SET TASK. Can you quote every line of the listing below word for word, omitting the pictures?

[Region segmentation data]
+ + + + + + +
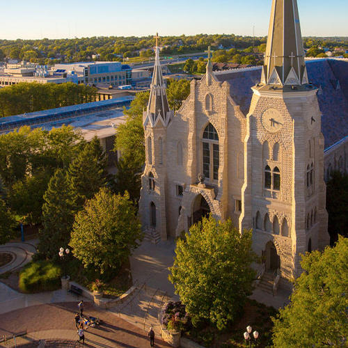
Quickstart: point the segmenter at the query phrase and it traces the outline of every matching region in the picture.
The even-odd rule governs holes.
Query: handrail
[[[158,308],[158,315],[157,315],[157,320],[159,321],[159,328],[161,329],[161,333],[163,333],[163,330],[162,330],[162,325],[161,324],[161,318],[159,317],[160,315],[161,315],[161,309],[162,308],[162,306],[164,304],[164,297],[167,298],[167,300],[169,298],[169,294],[168,293],[168,292],[166,291],[166,293],[163,295],[163,297],[162,297],[162,299],[161,301],[161,303],[159,304],[159,307]]]
[[[148,313],[149,311],[149,307],[151,305],[151,302],[152,302],[153,299],[156,296],[156,294],[157,293],[158,291],[160,291],[160,290],[159,290],[159,288],[157,287],[157,289],[155,292],[154,294],[152,295],[152,297],[151,297],[151,299],[150,300],[150,302],[148,304],[148,308],[146,308],[146,311],[145,312],[145,314],[144,314],[144,320],[143,320],[144,331],[145,331],[145,322],[146,322],[146,317],[147,317]]]
[[[136,280],[136,281],[138,281],[138,280]],[[135,283],[135,282],[134,282]],[[138,282],[139,283],[139,282]],[[125,308],[129,303],[132,303],[132,301],[136,298],[136,296],[140,294],[140,292],[141,291],[141,290],[143,289],[143,287],[145,287],[145,289],[146,290],[146,283],[143,283],[143,285],[141,285],[141,287],[139,289],[139,290],[138,291],[138,294],[136,294],[136,296],[134,296],[133,297],[133,299],[132,299],[129,302],[128,302],[126,305],[125,305],[122,308],[119,309],[118,310],[118,317],[120,318],[121,317],[121,310],[122,310],[124,308]]]

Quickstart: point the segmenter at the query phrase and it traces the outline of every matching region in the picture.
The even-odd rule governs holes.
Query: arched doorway
[[[266,244],[265,253],[266,271],[273,272],[280,268],[280,258],[273,242],[269,242]]]
[[[150,207],[150,224],[151,227],[156,227],[156,205],[151,202]]]
[[[202,218],[208,216],[210,213],[210,207],[205,198],[202,195],[198,195],[194,202],[192,211],[193,223],[197,223]]]

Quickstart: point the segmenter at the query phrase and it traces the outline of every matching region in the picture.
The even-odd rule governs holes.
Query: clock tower
[[[292,279],[301,255],[329,244],[324,137],[308,81],[296,0],[273,0],[261,81],[246,120],[239,228],[266,271]]]

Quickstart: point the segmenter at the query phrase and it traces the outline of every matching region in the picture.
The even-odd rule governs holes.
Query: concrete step
[[[137,288],[127,301],[111,308],[109,312],[145,331],[152,326],[156,335],[160,336],[161,333],[157,318],[164,295],[163,292],[155,289]]]

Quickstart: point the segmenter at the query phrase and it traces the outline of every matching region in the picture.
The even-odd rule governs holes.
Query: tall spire
[[[159,117],[165,125],[168,125],[170,118],[169,104],[166,93],[166,84],[163,79],[161,64],[159,63],[159,50],[158,48],[158,33],[155,36],[156,39],[156,57],[151,83],[147,116],[150,116],[150,120],[152,125]]]
[[[308,82],[296,0],[273,0],[261,82],[282,86]]]

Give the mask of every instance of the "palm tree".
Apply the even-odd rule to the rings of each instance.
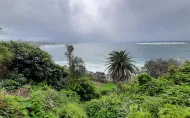
[[[136,74],[137,67],[133,65],[130,53],[126,51],[113,51],[109,53],[107,62],[108,74],[115,83],[129,81],[132,74]]]

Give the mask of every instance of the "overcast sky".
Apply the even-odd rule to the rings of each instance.
[[[0,0],[0,39],[190,41],[190,0]]]

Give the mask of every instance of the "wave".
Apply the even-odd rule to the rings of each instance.
[[[68,66],[68,63],[67,61],[56,61],[55,62],[56,64],[59,64],[59,65],[66,65]],[[138,67],[138,68],[141,68],[144,66],[144,64],[140,64],[140,63],[135,63],[135,65]],[[104,72],[104,73],[107,73],[107,69],[106,69],[106,64],[105,63],[85,63],[85,66],[86,66],[86,69],[88,71],[91,71],[91,72]]]
[[[57,48],[57,47],[65,47],[64,44],[58,44],[58,45],[42,45],[40,47],[43,47],[43,48]]]
[[[136,43],[137,45],[184,45],[186,42],[148,42],[148,43]]]
[[[68,66],[68,63],[67,61],[56,61],[55,62],[56,64],[59,64],[59,65],[66,65]],[[86,66],[86,69],[88,71],[92,71],[92,72],[105,72],[107,73],[106,71],[106,66],[104,63],[85,63],[85,66]]]

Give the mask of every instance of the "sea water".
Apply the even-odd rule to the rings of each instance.
[[[138,67],[150,59],[190,59],[189,42],[77,43],[73,46],[74,55],[81,57],[87,70],[92,72],[106,72],[108,54],[112,51],[130,52]],[[44,45],[41,49],[51,54],[57,64],[67,65],[65,45]]]

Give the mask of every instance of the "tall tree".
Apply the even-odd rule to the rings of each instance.
[[[8,48],[0,45],[0,75],[7,73],[7,68],[12,61],[13,55],[8,51]]]
[[[73,51],[74,51],[74,47],[73,45],[66,45],[66,49],[67,52],[65,53],[67,59],[68,59],[68,63],[69,63],[69,67],[71,67],[72,64],[72,59],[73,59]]]
[[[71,77],[79,78],[80,76],[84,75],[86,71],[84,61],[82,60],[82,58],[73,55],[73,45],[66,45],[66,48],[67,52],[65,53],[65,55],[68,60]]]
[[[108,58],[108,74],[115,83],[129,81],[132,74],[136,74],[137,67],[126,51],[113,51]]]

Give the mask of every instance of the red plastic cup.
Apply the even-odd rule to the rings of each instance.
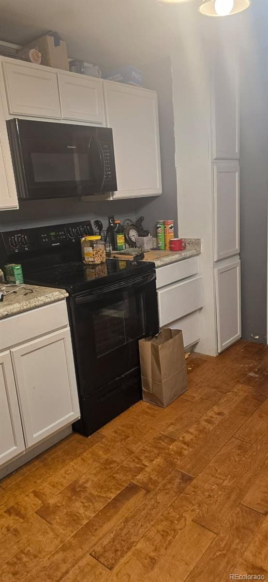
[[[184,251],[186,248],[186,241],[184,239],[171,239],[169,241],[171,251]]]

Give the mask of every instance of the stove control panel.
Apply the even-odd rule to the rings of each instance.
[[[93,234],[90,221],[12,230],[0,233],[0,250],[2,254],[4,247],[8,257],[42,249],[70,246],[79,242],[83,236]]]

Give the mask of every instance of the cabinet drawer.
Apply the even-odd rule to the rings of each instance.
[[[56,73],[32,65],[4,63],[3,66],[10,113],[61,117]]]
[[[65,300],[0,321],[0,350],[68,325]]]
[[[198,260],[197,257],[191,257],[179,262],[172,262],[171,265],[160,267],[156,269],[157,289],[176,283],[181,279],[186,279],[198,272]]]
[[[202,307],[202,277],[194,277],[165,287],[158,292],[157,295],[161,327]]]
[[[174,329],[181,329],[183,336],[183,345],[188,347],[196,343],[200,339],[200,314],[199,311],[190,315],[182,317],[173,323],[165,326]]]

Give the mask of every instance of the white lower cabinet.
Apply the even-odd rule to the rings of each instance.
[[[0,321],[0,467],[79,417],[67,324],[65,300]]]
[[[241,338],[240,261],[225,262],[215,269],[218,352]]]
[[[25,449],[10,354],[0,354],[0,466]]]
[[[70,330],[11,350],[27,447],[79,416]]]

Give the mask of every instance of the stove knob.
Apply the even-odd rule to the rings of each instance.
[[[16,235],[14,236],[10,236],[9,239],[9,244],[10,247],[13,247],[13,249],[17,249],[19,246],[19,242]]]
+ + + + + + +
FINAL RESULT.
Quickstart: point the segmenter at the query phrase and it traces the outline of every matching region in the picture.
The even-odd rule governs holes.
Query: handrail
[[[158,308],[158,315],[157,315],[157,320],[159,321],[159,328],[161,329],[161,333],[163,333],[163,330],[162,330],[162,325],[161,324],[161,318],[159,317],[160,315],[161,315],[161,309],[162,308],[162,306],[164,304],[164,297],[167,298],[167,300],[169,298],[169,294],[168,293],[168,292],[166,291],[166,293],[163,295],[163,297],[162,297],[162,299],[161,301],[161,303],[159,304],[159,307]]]
[[[148,313],[149,311],[149,307],[151,305],[151,302],[152,302],[153,299],[156,296],[156,294],[157,293],[158,291],[160,291],[160,290],[159,290],[159,288],[157,287],[157,289],[155,292],[154,294],[152,295],[152,297],[151,297],[151,299],[150,300],[150,302],[148,304],[148,308],[146,308],[146,311],[145,312],[145,314],[144,314],[144,320],[143,320],[144,331],[145,331],[145,322],[146,322],[146,317],[147,317]]]
[[[136,280],[136,281],[138,281],[138,280]],[[135,283],[135,282],[134,282]],[[138,282],[139,283],[139,282]],[[125,308],[129,303],[132,303],[132,301],[136,298],[136,296],[140,294],[140,292],[141,291],[141,290],[143,289],[143,287],[145,287],[145,289],[146,290],[146,283],[143,283],[143,285],[141,285],[141,287],[139,289],[139,290],[138,291],[138,294],[136,294],[136,296],[134,296],[133,297],[133,299],[132,299],[129,302],[128,302],[126,305],[125,305],[122,308],[119,309],[118,310],[118,317],[120,318],[121,317],[121,310],[122,310],[124,308]]]

Quickstart: point the segmenter at the query phrase and it traces the outline of every matching region in the picture.
The even-odd rule governs holes.
Query: arched doorway
[[[266,244],[265,253],[266,271],[273,272],[280,268],[280,258],[273,242],[269,242]]]
[[[150,207],[150,224],[151,227],[156,227],[156,205],[151,202]]]
[[[202,218],[208,216],[210,213],[210,207],[205,198],[202,195],[198,195],[194,202],[192,211],[193,223],[197,223]]]

Quickstart: point the segmenter at the query phrase and it traces the outline of every matching region in the picture.
The even-odd rule governs holes.
Query: clock tower
[[[292,279],[301,255],[329,244],[324,137],[308,81],[296,0],[273,0],[261,81],[246,120],[239,228],[266,271]]]

Quickstart: point the segmenter at the query phrase and it traces the outline of every matching region in the picture.
The even-odd rule governs holes.
Query: concrete step
[[[137,288],[127,301],[111,308],[109,312],[145,331],[152,326],[156,335],[160,336],[161,333],[157,318],[164,295],[163,292],[155,289]]]

Quickstart: point the segmenter at the query phrase and it traces the outline of every matching region in the picture.
The even-odd rule governs holes.
Query: tall spire
[[[159,117],[165,125],[168,125],[170,118],[169,104],[166,93],[166,84],[163,79],[161,64],[159,63],[159,50],[158,48],[158,33],[155,36],[156,39],[156,57],[151,83],[147,116],[150,116],[150,120],[152,125]]]
[[[308,82],[296,0],[273,0],[261,82],[282,86]]]

Give the mask of every instance of the "palm tree".
Apply the even-odd rule to the rings of each instance.
[[[136,74],[137,67],[133,65],[130,53],[126,51],[113,51],[109,53],[107,62],[108,74],[115,83],[129,81],[132,74]]]

Give the mask of every instance of the "overcast sky".
Apply the even-odd rule to the rings of each instance.
[[[0,0],[0,39],[190,41],[190,0]]]

Give the mask of every instance of the "wave".
Apply the even-odd rule to the rings of each instance.
[[[68,66],[68,63],[67,61],[56,61],[55,62],[56,64],[59,64],[59,65],[66,65]],[[138,67],[138,68],[141,68],[144,66],[144,64],[140,64],[140,63],[135,63],[135,65]],[[104,72],[104,73],[107,73],[107,69],[106,69],[106,64],[105,63],[85,63],[85,66],[86,66],[86,69],[88,71],[91,71],[91,72]]]
[[[57,48],[57,47],[65,47],[64,44],[58,44],[58,45],[42,45],[40,47],[43,47],[43,48]]]
[[[136,43],[137,45],[184,45],[186,42],[148,42],[148,43]]]
[[[68,66],[68,63],[67,61],[56,61],[55,62],[56,64],[59,64],[59,65],[66,65]],[[86,66],[86,69],[88,71],[92,71],[92,72],[105,72],[107,73],[106,71],[106,66],[104,63],[85,63],[85,66]]]

Give the mask of every instance of the "sea water".
Apply the even-odd rule to the rings of each instance.
[[[138,67],[150,59],[190,59],[189,42],[77,43],[73,46],[74,55],[81,57],[87,70],[92,72],[106,72],[108,54],[112,51],[130,52]],[[44,45],[41,49],[51,54],[57,64],[67,65],[65,45]]]

Give the mask of every instance of the "tall tree".
Apply the even-odd rule to the rings of each instance.
[[[8,48],[0,45],[0,75],[7,73],[7,68],[12,61],[13,55],[8,51]]]
[[[73,51],[74,51],[74,47],[73,45],[66,45],[66,49],[67,52],[65,53],[67,59],[68,59],[68,63],[69,63],[69,67],[71,67],[72,64],[72,59],[73,59]]]
[[[71,77],[79,78],[80,76],[84,75],[86,71],[84,61],[82,60],[82,58],[73,55],[73,45],[66,45],[66,48],[67,52],[65,53],[65,55],[68,60]]]
[[[108,58],[108,74],[115,83],[129,81],[132,74],[136,74],[137,67],[126,51],[113,51]]]

Give the mask of every instance of the red plastic cup.
Apply the even-odd rule to the rings of each instance.
[[[184,251],[186,248],[186,241],[184,239],[171,239],[169,241],[171,251]]]

Give the mask of every instance of the stove control panel.
Apply the even-odd rule to the rings of each instance.
[[[93,234],[90,221],[12,230],[0,233],[0,250],[2,254],[4,247],[8,257],[42,249],[70,246],[79,242],[83,236]]]

Give the mask of every instance of the cabinet drawer.
Apply the even-odd rule to the rings of each instance.
[[[56,73],[32,65],[4,63],[3,66],[10,113],[61,117]]]
[[[65,300],[0,321],[0,350],[68,325]]]
[[[198,260],[197,257],[191,257],[179,262],[172,262],[171,265],[160,267],[156,269],[157,289],[176,283],[181,279],[186,279],[198,272]]]
[[[202,307],[202,277],[194,277],[165,287],[158,292],[157,295],[161,327]]]
[[[174,329],[181,329],[183,336],[183,345],[188,347],[196,343],[200,339],[200,314],[199,311],[190,315],[182,317],[173,323],[165,326]]]

Give the mask of every instance of the white lower cabinet.
Apply the even-odd rule to the rings of each instance.
[[[0,321],[0,467],[79,417],[67,324],[65,300]]]
[[[241,338],[240,261],[225,262],[215,269],[218,352]]]
[[[25,449],[10,354],[0,354],[0,466]]]
[[[70,330],[11,350],[27,447],[79,416]]]

Give the mask of every instance of the stove knob.
Apply the even-odd rule to the rings of each instance.
[[[16,235],[14,236],[10,236],[9,239],[9,244],[10,247],[13,247],[13,249],[17,249],[19,246],[19,242]]]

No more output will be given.